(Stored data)
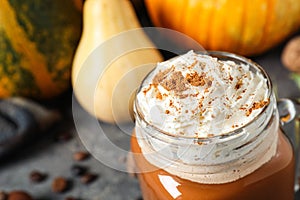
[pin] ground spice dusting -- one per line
(158, 95)
(195, 79)
(161, 75)
(175, 83)
(257, 105)
(238, 84)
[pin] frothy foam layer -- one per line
(198, 95)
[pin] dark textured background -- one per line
(55, 158)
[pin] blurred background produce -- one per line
(247, 27)
(111, 61)
(37, 42)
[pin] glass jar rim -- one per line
(226, 135)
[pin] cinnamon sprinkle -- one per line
(195, 79)
(257, 105)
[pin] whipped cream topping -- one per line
(200, 96)
(195, 97)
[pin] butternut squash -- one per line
(112, 58)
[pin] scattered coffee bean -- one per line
(37, 177)
(19, 195)
(3, 195)
(88, 178)
(59, 185)
(80, 155)
(78, 170)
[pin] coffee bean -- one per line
(37, 177)
(80, 155)
(88, 178)
(3, 195)
(19, 195)
(78, 170)
(59, 185)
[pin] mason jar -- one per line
(255, 161)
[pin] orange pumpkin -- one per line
(246, 27)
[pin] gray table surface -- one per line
(55, 158)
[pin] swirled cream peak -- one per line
(200, 96)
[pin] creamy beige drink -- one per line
(209, 123)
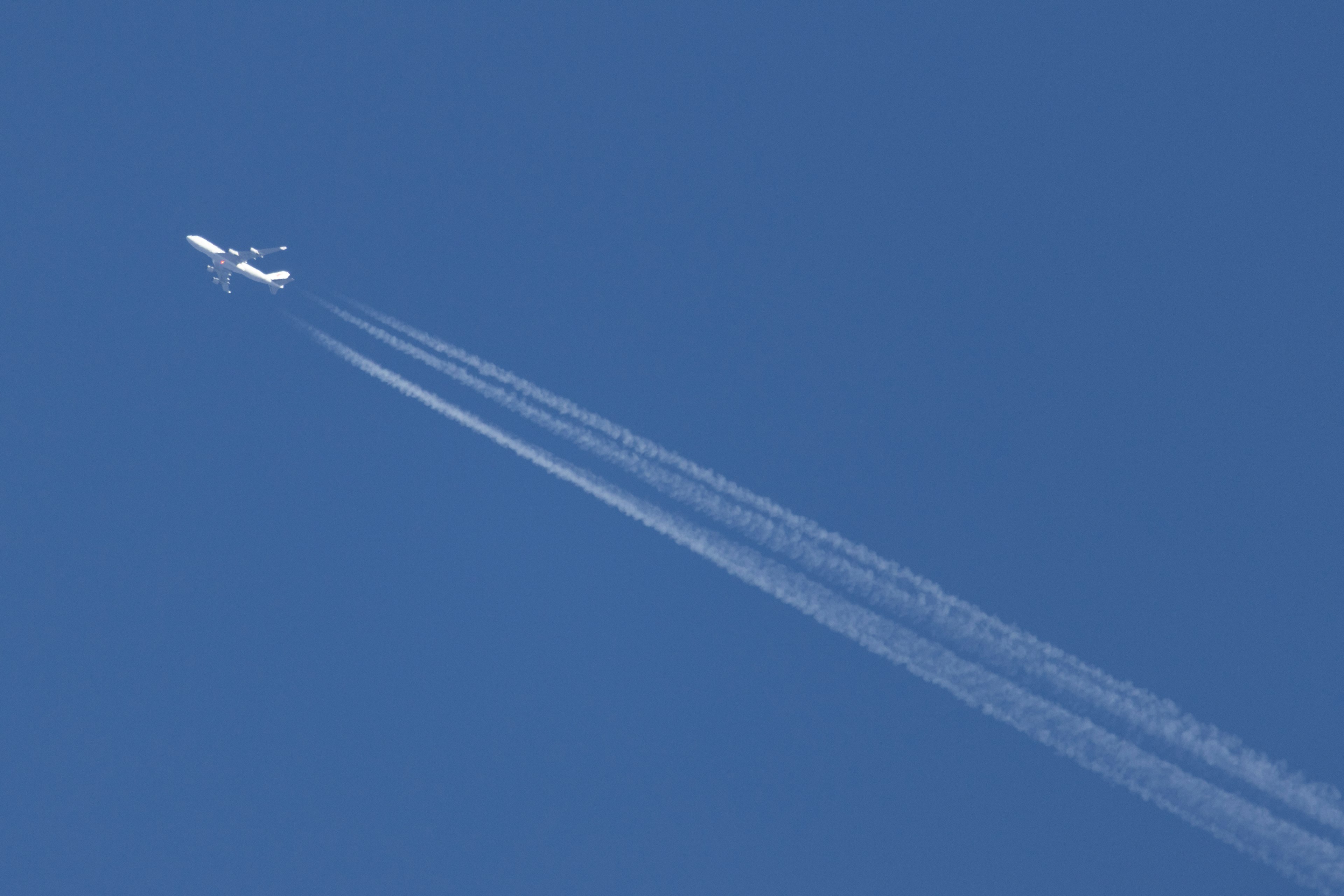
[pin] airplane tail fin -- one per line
(279, 280)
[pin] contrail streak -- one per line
(1304, 858)
(1000, 645)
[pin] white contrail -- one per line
(986, 637)
(1304, 858)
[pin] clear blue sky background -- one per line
(1043, 303)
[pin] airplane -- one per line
(224, 264)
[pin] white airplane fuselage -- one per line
(233, 262)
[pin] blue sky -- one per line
(1038, 301)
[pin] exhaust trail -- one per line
(988, 640)
(1252, 830)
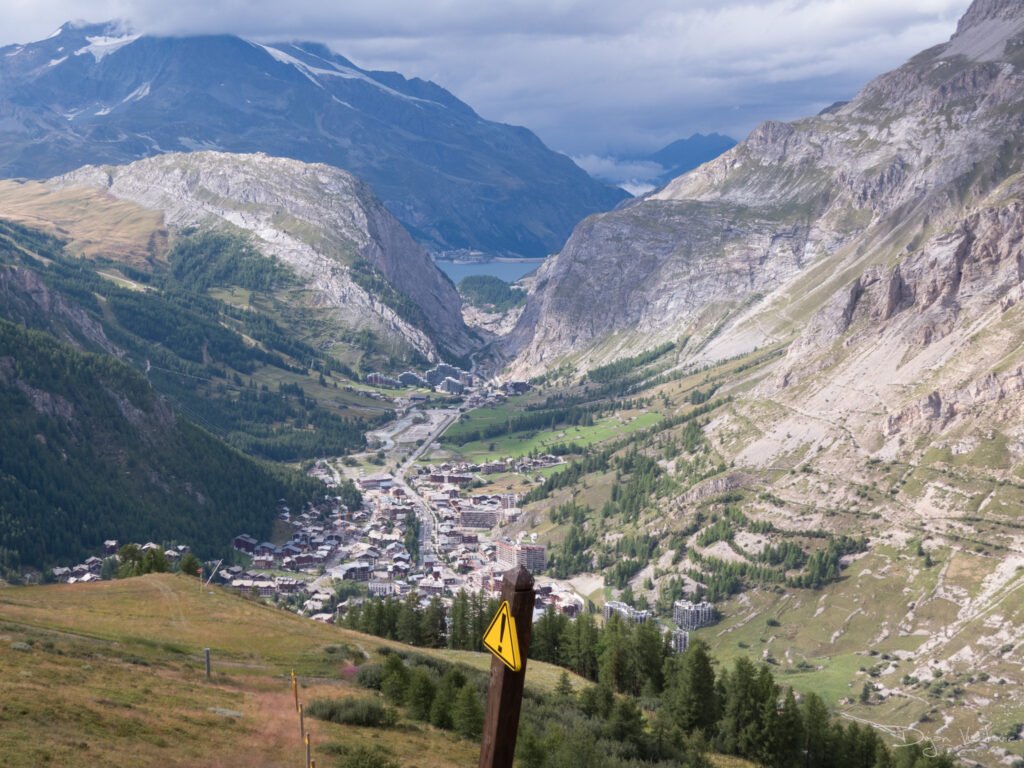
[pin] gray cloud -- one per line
(591, 77)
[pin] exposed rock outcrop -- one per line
(316, 219)
(745, 245)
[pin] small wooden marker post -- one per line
(501, 724)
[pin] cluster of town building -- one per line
(686, 614)
(91, 568)
(449, 380)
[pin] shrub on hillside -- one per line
(365, 712)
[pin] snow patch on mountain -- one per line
(100, 45)
(141, 92)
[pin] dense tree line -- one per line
(192, 343)
(645, 707)
(621, 368)
(201, 259)
(89, 452)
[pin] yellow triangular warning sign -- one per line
(501, 638)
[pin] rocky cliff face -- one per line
(316, 219)
(98, 93)
(739, 251)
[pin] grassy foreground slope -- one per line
(112, 674)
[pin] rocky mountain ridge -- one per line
(720, 252)
(99, 93)
(316, 219)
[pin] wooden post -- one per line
(501, 724)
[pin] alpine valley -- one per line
(768, 419)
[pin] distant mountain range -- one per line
(96, 93)
(686, 154)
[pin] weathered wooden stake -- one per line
(501, 724)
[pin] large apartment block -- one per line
(532, 556)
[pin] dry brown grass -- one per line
(94, 223)
(114, 676)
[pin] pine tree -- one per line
(394, 680)
(448, 690)
(467, 714)
(564, 686)
(420, 694)
(459, 637)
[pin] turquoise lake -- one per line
(506, 270)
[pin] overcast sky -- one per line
(593, 78)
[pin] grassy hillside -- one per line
(112, 674)
(818, 560)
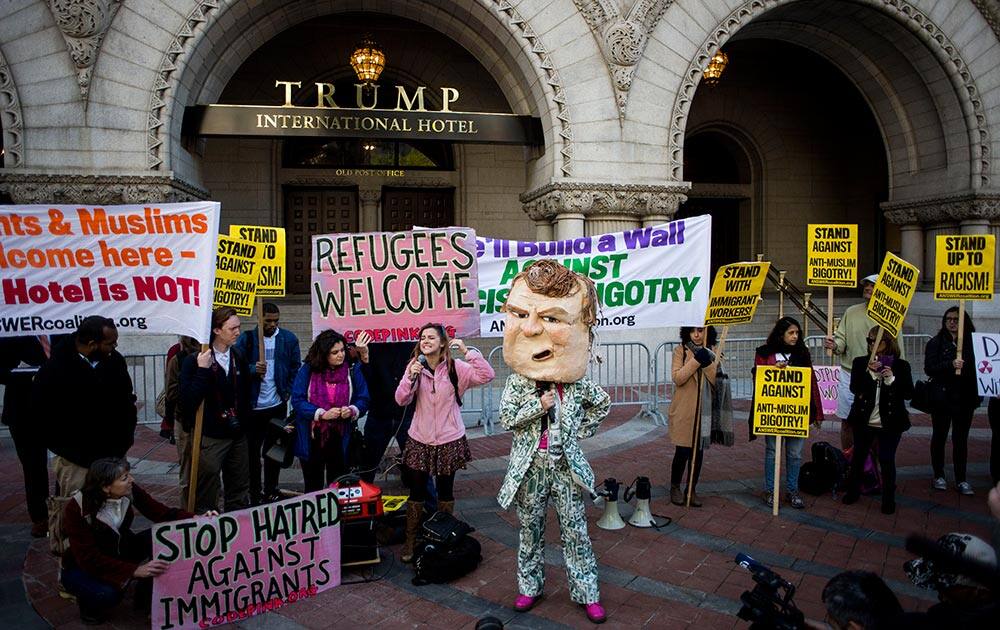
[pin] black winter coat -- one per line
(960, 390)
(89, 412)
(219, 391)
(892, 399)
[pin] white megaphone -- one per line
(641, 517)
(611, 519)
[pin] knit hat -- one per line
(923, 572)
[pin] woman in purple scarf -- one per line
(328, 396)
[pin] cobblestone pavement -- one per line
(679, 576)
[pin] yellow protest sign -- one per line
(271, 282)
(735, 292)
(832, 256)
(781, 401)
(236, 273)
(963, 267)
(897, 282)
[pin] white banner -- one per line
(148, 267)
(987, 350)
(646, 278)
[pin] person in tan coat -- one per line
(693, 360)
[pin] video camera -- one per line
(769, 604)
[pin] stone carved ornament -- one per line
(634, 200)
(83, 24)
(97, 189)
(946, 209)
(622, 36)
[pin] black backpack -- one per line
(826, 472)
(445, 552)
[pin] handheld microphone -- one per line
(540, 388)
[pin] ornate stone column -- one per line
(577, 209)
(370, 199)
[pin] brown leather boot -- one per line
(414, 514)
(676, 496)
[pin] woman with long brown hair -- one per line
(435, 382)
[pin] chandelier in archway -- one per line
(368, 61)
(716, 66)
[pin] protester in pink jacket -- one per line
(435, 383)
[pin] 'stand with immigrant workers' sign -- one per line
(392, 283)
(237, 270)
(645, 278)
(147, 267)
(735, 293)
(986, 347)
(897, 282)
(964, 267)
(781, 401)
(231, 567)
(271, 280)
(832, 256)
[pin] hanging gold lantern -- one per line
(716, 66)
(368, 61)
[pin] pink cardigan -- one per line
(437, 418)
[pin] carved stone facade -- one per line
(950, 209)
(10, 118)
(622, 38)
(83, 24)
(31, 188)
(596, 199)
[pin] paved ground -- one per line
(680, 576)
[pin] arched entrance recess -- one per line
(217, 39)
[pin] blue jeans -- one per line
(793, 461)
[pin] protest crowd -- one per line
(250, 405)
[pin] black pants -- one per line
(994, 414)
(325, 463)
(682, 458)
(416, 481)
(259, 440)
(864, 437)
(30, 446)
(960, 420)
(380, 429)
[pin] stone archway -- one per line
(938, 61)
(492, 29)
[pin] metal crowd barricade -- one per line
(148, 372)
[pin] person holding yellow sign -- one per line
(881, 388)
(785, 347)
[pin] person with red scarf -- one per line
(328, 395)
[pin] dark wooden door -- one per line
(403, 208)
(310, 211)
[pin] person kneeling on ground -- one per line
(104, 554)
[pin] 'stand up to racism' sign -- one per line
(148, 268)
(391, 283)
(232, 567)
(781, 401)
(645, 278)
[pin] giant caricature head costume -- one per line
(550, 313)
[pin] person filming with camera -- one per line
(219, 377)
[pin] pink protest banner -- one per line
(392, 283)
(241, 564)
(828, 378)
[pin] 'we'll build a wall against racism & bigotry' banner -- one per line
(147, 267)
(645, 278)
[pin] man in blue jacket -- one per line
(270, 392)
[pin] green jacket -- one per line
(583, 407)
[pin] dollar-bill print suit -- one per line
(550, 404)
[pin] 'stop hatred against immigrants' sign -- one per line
(409, 119)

[Task brief]
With the pictures removed, return all the entries exactly.

[Exercise result]
[pin] ground spice dusting -- one per line
(158, 95)
(195, 79)
(161, 75)
(175, 83)
(257, 105)
(238, 84)
[pin] frothy foam layer -- one per line
(198, 95)
[pin] dark textured background -- one per line
(55, 158)
[pin] blurred background produce -- one per line
(247, 27)
(111, 61)
(37, 42)
[pin] glass jar rim -- one per line
(226, 135)
[pin] cinnamon sprinkle -- one per line
(195, 79)
(257, 105)
[pin] whipped cream topping -- one per line
(200, 96)
(195, 97)
[pin] butternut squash -- one per line
(112, 58)
[pin] scattered coffee bean -- one per line
(37, 177)
(19, 195)
(3, 195)
(88, 178)
(59, 185)
(80, 155)
(78, 170)
[pin] coffee bean -- one per line
(37, 177)
(80, 155)
(88, 178)
(3, 195)
(19, 195)
(78, 170)
(59, 185)
[pin] mason jar -- one per line
(255, 161)
[pin] orange pumpkin -- one per line
(246, 27)
[pin] gray table surface -- one per line
(55, 158)
[pin] swirled cream peak -- one per line
(200, 96)
[pin] creamy beige drink -- one per line
(209, 123)
[pin] airplane tail fin -- one per line
(279, 280)
[pin] contrail streak -- one per line
(1304, 858)
(1000, 645)
[pin] white contrail -- one per line
(986, 637)
(1304, 858)
[pin] clear blue sky background -- one per line
(1043, 303)
[pin] airplane -- one per line
(224, 264)
[pin] white airplane fuselage -- one per line
(233, 262)
[pin] blue sky -- one per line
(1038, 301)
[pin] exhaust trail -- one per line
(988, 640)
(1252, 830)
[pin] gray cloud -- one per line
(591, 77)
[pin] exposed rock outcrop -- one per line
(316, 219)
(745, 245)
[pin] small wooden marker post -- one per line
(501, 724)
[pin] cluster of town building -- one per line
(686, 614)
(91, 568)
(449, 380)
[pin] shrub on hillside -- one per line
(365, 712)
[pin] snow patch on mountain -- one per line
(100, 45)
(141, 92)
[pin] dense tree line -- one per line
(192, 343)
(645, 707)
(621, 368)
(201, 259)
(89, 452)
[pin] yellow triangular warning sign -- one per line
(501, 638)
[pin] rocky cliff face -- one per line
(316, 219)
(98, 93)
(739, 251)
[pin] grassy foreground slope -- one per line
(112, 674)
[pin] rocky mountain ridge -- one per line
(720, 252)
(99, 93)
(316, 219)
[pin] wooden post -- one per line
(501, 724)
[pin] alpine valley -- one per line
(768, 419)
[pin] distant mountain range -- one per line
(96, 93)
(686, 154)
[pin] weathered wooden stake -- one per line
(501, 724)
[pin] large apartment block -- one per line
(532, 556)
[pin] dry brown grass -- one per line
(94, 223)
(114, 676)
[pin] pine tree -- one per line
(394, 680)
(448, 690)
(467, 714)
(564, 686)
(420, 694)
(459, 637)
[pin] turquoise lake -- one per line
(506, 270)
[pin] overcast sky -- one per line
(593, 78)
[pin] grassy hillside -- one per line
(112, 674)
(818, 560)
[pin] black winter coat -- one per line
(960, 390)
(89, 412)
(219, 391)
(892, 399)
[pin] white megaphone -- one per line
(641, 517)
(611, 519)
[pin] knit hat -- one per line
(923, 572)
[pin] woman in purple scarf -- one per line
(328, 396)
[pin] cobblestone pavement -- one per line
(679, 576)
[pin] yellow protest sign -- one per line
(271, 282)
(735, 292)
(832, 256)
(781, 401)
(236, 273)
(963, 267)
(897, 282)
[pin] white banner -- one per line
(148, 267)
(987, 350)
(646, 278)
[pin] person in tan coat -- one per line
(693, 360)
[pin] video camera -- one per line
(769, 604)
[pin] stone carved ornament -- one per line
(634, 200)
(83, 24)
(97, 189)
(946, 209)
(622, 36)
[pin] black backpack -- one per line
(826, 472)
(445, 552)
[pin] handheld microphone -- one per line
(540, 388)
[pin] ornate stone column -- one per line
(577, 209)
(370, 199)
[pin] brown leather boot -- one per line
(414, 514)
(676, 496)
[pin] woman with long brown hair -- one per line
(435, 382)
[pin] chandelier in archway -- one per line
(368, 61)
(716, 66)
[pin] protester in pink jacket -- one per line
(435, 383)
[pin] 'stand with immigrant workers' sign -- one per line
(392, 283)
(237, 270)
(645, 278)
(147, 267)
(735, 293)
(986, 347)
(897, 282)
(964, 267)
(781, 401)
(231, 567)
(271, 280)
(832, 256)
[pin] hanging gold lantern -- one per line
(716, 66)
(368, 61)
[pin] pink cardigan -- one per line
(437, 418)
[pin] carved stone facade -- one per line
(950, 209)
(10, 118)
(622, 38)
(83, 24)
(31, 188)
(596, 199)
[pin] paved ground -- one per line
(680, 576)
[pin] arched entrance recess -- one per line
(217, 39)
[pin] blue jeans -- one per line
(793, 461)
[pin] protest crowd -- one per line
(250, 405)
[pin] black pants -- one per line
(994, 414)
(325, 463)
(682, 458)
(416, 481)
(259, 440)
(864, 437)
(30, 446)
(960, 420)
(380, 429)
[pin] stone archway -- one per line
(938, 61)
(492, 29)
[pin] metal crowd barricade -- one per line
(148, 372)
[pin] person holding yellow sign -- one per line
(881, 388)
(785, 347)
[pin] person with red scarf -- one per line
(328, 395)
[pin] dark wooden door -- one per line
(403, 208)
(310, 211)
[pin] person kneeling on ground -- one per line
(104, 554)
[pin] 'stand up to racism' sign -- one per line
(148, 268)
(391, 283)
(232, 567)
(781, 401)
(645, 278)
[pin] giant caricature head costume -- one per line
(550, 313)
[pin] person filming with camera -- one per line
(219, 377)
[pin] pink protest banner -- one per line
(392, 283)
(241, 564)
(828, 378)
[pin] 'we'll build a wall against racism & bigotry' banner -- one per line
(147, 267)
(645, 278)
[pin] man in blue jacket -- one per line
(270, 392)
[pin] green jacket -- one per line
(583, 407)
[pin] dollar-bill print suit -- one per line
(550, 404)
[pin] 'stop hatred against immigrants' sign -- one per line
(409, 119)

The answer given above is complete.